Restate the PLNU accommodations text starting with "Do you have" and going on through "the dining hall.", putting "cafeteria" in place of "dining hall".

__Passage provided__:
------------------------------------------------------------------------
The scope of accommodations provided by PLNU are based on official medical documentation, availability of resources, personnel, and discretion of the director of the DRC. In compliance with university policy, students with disabilities may be eligible for one or more of the following accommodations.
In general, an accommodation is a change in the learning environment to provide equal opportunity for academic or physical accessibility. The nature of the accommodation is considered individually, using recommendations in the documentation of the disability. Accommodations are to be reasonable, not impose an undue hardship on the operation of the program, and not fundamentally alter the academic and technical standards. Also, accommodations such as note-takers are not in lieu of classroom attendance and participation.
Possible academic accommodations at PLNU may include, but are not limited to:
- Electronic Textbooks
- Exams: Alternative Environment
- Exams: Time Extensions
- Note-taking Assistance
- Reader Services
- Recording Lectures
- Reduced Course Load
- Assistive Technology
Non-academic accommodations are related to activities and services not found in the classroom, yet support an equitable campus environment. The nature of the accommodation is to provide a qualified individual with an equal opportunity and access.
Possible non-academic accommodations at PLNU may include, but are not limited to:
The Live Well program at PLNU provides students with individualized meal planning assistance. In conjunction with the partnership between Sodexo Dining Services and the DRC, this program is administered by PLNU's registered dietitian.
Do you have food allergies, sensitivities, or intolerances? You can work alongside the registered dietitian to have your needs met in the dining hall.
To get started:
- Submit official medical documentation related to your dietary needs to the DRC.
- Schedule an appointment with the registered dietitian in the Wellness Center.
You are encouraged to learn more about managing your food allergies, sensitivities, and intolerances by visiting the Food Allergy Research & Education (FARE) website.
Our campus dining facilities are equipped and dedicated to providing safe, healthy, and delicious options for students who have food allergies, Celiac disease, and other dietary needs. Dining managers and chefs are certified through the National Foundation for Celiac Awareness Great Kitchens© program to accommodate a gluten-free diet.
Housing Placement Considerations
All requests for disability housing accommodations must be submitted to the DRC for review by February 15 for fall semester housing placement and by November 15 for spring semester. New students may make housing accommodation requests following admission to the university.
Expectations and Conduct
Students with disabilities are expected to meet at least the minimal academic standards, as well as the technical standards of university programs as described in the student handbook, undergraduate catalog, and/or faculty syllabi. This includes meeting the university's grade point average and academic progress standards. Qualified students will receive reasonable accommodations to provide equal access toward progression to academic and technical standards.
------------------------------------------------------------------------
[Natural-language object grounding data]
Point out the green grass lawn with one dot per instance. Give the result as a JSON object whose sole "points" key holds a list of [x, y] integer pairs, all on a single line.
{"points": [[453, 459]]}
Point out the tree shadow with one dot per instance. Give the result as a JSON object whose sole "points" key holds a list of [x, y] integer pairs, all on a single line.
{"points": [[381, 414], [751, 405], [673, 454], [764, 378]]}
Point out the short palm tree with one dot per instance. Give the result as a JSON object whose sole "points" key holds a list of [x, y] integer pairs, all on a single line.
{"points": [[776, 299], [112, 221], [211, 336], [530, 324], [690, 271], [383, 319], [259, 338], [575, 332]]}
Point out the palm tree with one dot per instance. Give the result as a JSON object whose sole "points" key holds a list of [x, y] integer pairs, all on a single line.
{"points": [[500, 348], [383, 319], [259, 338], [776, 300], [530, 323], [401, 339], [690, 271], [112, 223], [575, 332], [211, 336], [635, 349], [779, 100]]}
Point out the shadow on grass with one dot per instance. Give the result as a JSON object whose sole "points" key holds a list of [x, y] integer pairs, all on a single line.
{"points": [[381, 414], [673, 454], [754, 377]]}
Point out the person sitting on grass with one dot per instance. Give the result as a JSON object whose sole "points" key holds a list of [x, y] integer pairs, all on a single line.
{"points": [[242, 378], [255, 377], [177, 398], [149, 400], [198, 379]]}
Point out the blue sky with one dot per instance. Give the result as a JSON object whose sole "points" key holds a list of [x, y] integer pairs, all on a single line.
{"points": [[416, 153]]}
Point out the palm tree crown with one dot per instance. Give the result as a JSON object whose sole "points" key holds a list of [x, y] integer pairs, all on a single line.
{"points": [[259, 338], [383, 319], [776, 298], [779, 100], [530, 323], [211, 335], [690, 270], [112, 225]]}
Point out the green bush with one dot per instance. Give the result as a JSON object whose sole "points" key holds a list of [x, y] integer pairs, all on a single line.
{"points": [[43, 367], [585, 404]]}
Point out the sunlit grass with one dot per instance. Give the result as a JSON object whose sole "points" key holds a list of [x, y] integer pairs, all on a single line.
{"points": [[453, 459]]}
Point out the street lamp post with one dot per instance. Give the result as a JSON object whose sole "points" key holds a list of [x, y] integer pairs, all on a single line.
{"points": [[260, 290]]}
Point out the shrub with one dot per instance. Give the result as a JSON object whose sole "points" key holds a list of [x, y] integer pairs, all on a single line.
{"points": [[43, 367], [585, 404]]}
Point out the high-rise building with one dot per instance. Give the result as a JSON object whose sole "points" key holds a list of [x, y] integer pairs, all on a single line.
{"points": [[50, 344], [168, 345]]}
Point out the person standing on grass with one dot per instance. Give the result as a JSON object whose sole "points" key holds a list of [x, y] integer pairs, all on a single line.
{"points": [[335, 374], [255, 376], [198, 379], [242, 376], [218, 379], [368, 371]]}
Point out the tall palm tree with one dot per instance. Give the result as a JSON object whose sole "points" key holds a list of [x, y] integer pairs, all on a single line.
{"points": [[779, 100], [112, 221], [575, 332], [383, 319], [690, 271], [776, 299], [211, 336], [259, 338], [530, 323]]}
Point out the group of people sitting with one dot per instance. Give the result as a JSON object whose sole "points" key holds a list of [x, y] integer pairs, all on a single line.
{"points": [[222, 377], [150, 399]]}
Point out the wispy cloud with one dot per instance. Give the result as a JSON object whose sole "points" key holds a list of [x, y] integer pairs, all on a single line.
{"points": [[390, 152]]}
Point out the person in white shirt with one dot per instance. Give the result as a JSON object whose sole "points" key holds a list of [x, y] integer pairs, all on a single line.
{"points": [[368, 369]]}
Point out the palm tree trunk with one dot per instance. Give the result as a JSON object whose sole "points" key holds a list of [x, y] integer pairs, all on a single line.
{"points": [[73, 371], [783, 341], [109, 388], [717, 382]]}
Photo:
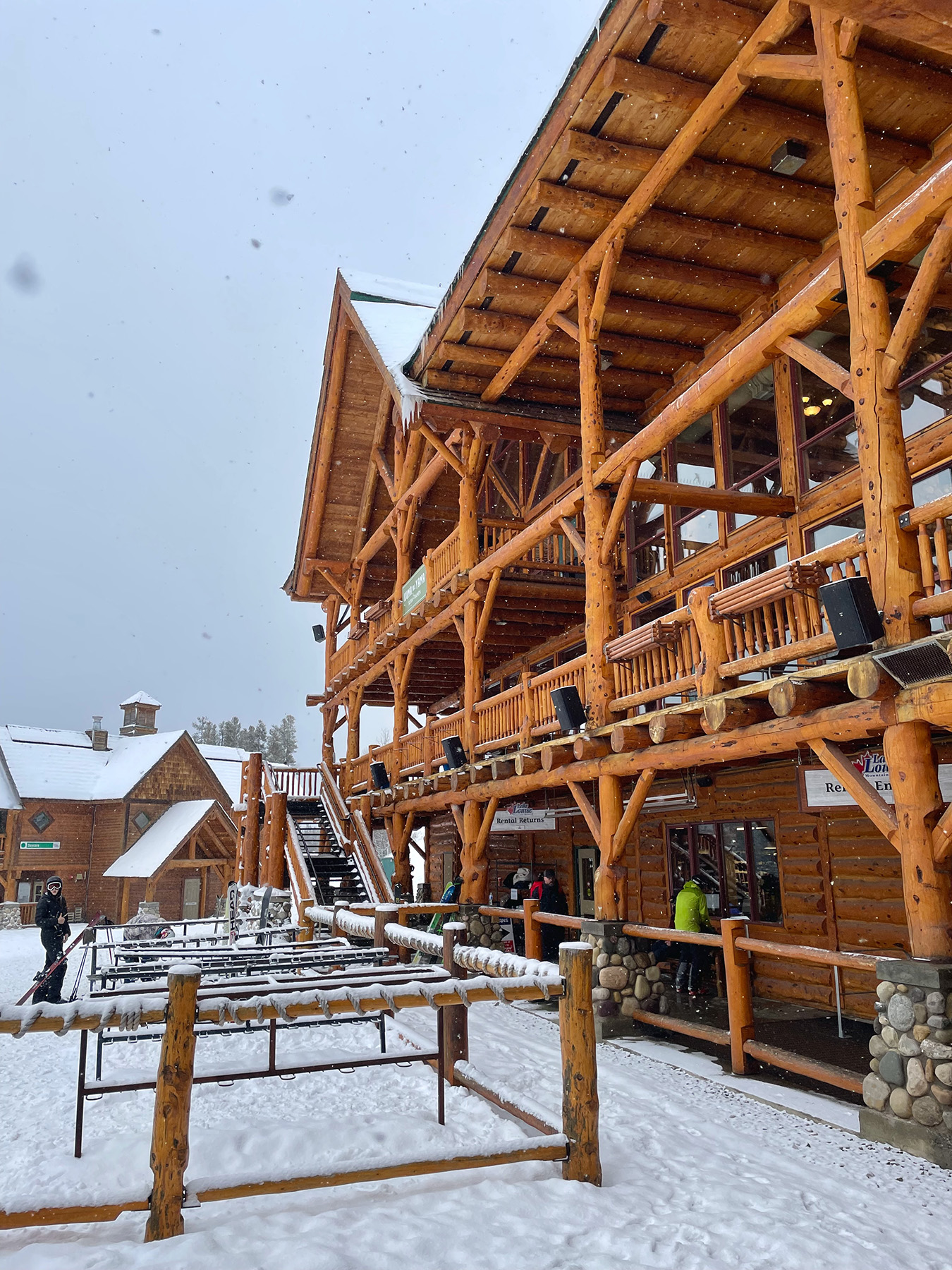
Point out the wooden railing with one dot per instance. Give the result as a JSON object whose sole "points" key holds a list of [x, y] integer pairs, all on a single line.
{"points": [[298, 781], [928, 524], [539, 700], [442, 563], [655, 660], [556, 552], [776, 617]]}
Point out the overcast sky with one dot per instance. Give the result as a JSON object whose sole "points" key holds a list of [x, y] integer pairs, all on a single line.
{"points": [[160, 371]]}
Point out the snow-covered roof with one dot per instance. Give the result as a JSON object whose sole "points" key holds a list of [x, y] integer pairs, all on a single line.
{"points": [[9, 798], [395, 315], [140, 698], [226, 765], [370, 286], [161, 840], [49, 762]]}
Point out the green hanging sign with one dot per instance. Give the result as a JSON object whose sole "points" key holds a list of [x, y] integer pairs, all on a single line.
{"points": [[414, 590]]}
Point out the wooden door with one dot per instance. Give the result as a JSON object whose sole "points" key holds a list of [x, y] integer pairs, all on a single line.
{"points": [[190, 898], [585, 865]]}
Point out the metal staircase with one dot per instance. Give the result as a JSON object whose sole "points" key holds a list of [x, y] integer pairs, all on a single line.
{"points": [[334, 874]]}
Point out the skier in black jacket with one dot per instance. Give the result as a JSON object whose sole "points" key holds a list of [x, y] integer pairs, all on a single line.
{"points": [[54, 929]]}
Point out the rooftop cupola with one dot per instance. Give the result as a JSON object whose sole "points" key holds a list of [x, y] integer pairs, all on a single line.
{"points": [[139, 715]]}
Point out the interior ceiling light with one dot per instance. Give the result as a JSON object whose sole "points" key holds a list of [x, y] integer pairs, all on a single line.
{"points": [[788, 159]]}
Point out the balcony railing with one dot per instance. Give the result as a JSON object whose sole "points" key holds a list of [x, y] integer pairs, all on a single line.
{"points": [[928, 524]]}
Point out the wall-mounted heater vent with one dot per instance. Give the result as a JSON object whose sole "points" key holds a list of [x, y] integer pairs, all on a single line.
{"points": [[915, 663]]}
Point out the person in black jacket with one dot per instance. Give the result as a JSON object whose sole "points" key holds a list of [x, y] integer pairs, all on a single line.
{"points": [[551, 900], [54, 929]]}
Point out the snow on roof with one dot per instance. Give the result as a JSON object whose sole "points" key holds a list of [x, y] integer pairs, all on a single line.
{"points": [[161, 840], [365, 286], [9, 798], [226, 765], [127, 763], [396, 329], [140, 698], [46, 762]]}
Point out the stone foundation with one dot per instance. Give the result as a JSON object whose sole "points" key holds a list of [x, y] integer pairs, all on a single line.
{"points": [[11, 916], [623, 978], [484, 931], [908, 1092]]}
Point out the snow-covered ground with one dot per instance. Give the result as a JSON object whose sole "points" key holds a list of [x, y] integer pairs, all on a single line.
{"points": [[696, 1173]]}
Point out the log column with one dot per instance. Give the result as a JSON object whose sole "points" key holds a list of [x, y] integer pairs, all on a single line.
{"points": [[611, 876], [173, 1101], [250, 842], [601, 617], [577, 1028], [888, 489], [926, 885]]}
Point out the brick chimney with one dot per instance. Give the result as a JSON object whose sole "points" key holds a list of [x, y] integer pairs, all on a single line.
{"points": [[98, 734], [139, 715]]}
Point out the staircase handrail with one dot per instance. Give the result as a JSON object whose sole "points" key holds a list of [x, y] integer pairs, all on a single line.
{"points": [[366, 854], [298, 874]]}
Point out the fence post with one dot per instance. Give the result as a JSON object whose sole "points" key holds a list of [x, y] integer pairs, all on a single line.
------------------------------------------------------------------------
__Written solution__:
Do you have food allergies, sensitivities, or intolerances? You can work alongside the registered dietitian to have your needs met in the cafeteria.